What you need to do: One part of the entries below is wanted: the lines from the one containing "Q: For every instance of the blurred" through the one containing "Query: blurred spectator". Write those out exactly and nothing else.

The data:

──────────

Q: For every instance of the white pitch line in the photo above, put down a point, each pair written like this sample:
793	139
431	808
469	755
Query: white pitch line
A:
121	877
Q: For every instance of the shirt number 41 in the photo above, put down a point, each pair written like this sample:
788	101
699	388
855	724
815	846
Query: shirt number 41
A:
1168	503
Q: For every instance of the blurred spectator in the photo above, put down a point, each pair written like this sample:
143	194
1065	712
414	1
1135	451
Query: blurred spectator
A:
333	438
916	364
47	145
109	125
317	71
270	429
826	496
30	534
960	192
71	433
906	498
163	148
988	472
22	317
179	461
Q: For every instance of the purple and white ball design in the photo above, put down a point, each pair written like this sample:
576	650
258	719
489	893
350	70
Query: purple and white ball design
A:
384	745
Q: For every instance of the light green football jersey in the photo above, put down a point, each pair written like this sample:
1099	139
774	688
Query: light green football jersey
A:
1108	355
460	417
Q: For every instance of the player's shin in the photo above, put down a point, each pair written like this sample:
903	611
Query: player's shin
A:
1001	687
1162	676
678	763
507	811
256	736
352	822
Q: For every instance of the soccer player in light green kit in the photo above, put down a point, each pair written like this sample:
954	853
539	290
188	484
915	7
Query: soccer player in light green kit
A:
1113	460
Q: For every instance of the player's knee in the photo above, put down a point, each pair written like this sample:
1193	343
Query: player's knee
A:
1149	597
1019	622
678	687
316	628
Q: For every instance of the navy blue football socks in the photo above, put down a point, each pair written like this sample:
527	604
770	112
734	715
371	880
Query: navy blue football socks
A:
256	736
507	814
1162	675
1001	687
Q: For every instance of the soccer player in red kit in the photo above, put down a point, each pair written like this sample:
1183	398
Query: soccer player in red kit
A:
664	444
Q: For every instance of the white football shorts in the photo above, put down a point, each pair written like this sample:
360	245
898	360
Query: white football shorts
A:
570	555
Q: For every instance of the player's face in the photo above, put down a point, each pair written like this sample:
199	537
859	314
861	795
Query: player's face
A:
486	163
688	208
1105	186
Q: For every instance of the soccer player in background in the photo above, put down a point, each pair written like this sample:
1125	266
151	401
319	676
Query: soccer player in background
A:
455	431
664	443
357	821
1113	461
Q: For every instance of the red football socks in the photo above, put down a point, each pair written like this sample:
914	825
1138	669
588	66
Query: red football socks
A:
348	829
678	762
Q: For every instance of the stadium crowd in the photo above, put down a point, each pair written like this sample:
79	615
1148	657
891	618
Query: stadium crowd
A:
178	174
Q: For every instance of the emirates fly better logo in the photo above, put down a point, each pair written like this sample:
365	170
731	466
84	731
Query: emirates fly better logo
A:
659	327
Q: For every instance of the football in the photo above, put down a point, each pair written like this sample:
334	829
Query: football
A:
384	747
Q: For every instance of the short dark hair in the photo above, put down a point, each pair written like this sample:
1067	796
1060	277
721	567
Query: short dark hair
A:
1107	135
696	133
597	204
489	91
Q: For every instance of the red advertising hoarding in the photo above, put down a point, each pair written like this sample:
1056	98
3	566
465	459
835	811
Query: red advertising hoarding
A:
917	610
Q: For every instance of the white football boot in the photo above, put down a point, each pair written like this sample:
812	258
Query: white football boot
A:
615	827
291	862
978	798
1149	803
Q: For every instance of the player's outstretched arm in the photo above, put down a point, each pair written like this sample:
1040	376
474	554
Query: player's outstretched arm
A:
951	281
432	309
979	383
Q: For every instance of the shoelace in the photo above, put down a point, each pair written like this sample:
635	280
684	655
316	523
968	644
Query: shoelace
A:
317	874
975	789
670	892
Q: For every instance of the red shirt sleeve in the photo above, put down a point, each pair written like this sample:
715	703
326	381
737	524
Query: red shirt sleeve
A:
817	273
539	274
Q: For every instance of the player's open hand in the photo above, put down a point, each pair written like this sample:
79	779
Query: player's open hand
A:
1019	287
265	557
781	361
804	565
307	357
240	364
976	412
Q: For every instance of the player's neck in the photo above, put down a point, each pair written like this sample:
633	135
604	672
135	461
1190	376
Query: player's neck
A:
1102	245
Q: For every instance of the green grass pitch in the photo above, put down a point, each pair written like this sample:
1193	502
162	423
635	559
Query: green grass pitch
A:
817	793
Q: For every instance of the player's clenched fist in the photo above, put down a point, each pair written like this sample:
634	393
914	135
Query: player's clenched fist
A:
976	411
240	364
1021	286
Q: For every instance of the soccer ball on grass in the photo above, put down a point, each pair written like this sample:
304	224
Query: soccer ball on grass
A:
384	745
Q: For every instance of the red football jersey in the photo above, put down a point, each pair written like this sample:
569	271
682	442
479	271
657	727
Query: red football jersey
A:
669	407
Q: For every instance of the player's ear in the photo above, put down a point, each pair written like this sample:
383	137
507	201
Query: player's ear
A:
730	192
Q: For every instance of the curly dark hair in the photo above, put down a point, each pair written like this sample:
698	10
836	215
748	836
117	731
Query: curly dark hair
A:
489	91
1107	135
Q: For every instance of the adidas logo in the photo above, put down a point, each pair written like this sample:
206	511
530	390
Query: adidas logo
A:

──────────

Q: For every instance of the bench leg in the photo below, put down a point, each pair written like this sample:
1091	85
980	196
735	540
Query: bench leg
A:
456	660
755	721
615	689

──────────

Exercise response:
Q: For every instance of the blurred spectator in the photo above, put down a point, each pair written like this sample:
143	194
1065	712
414	1
1135	451
Query: blurred spectator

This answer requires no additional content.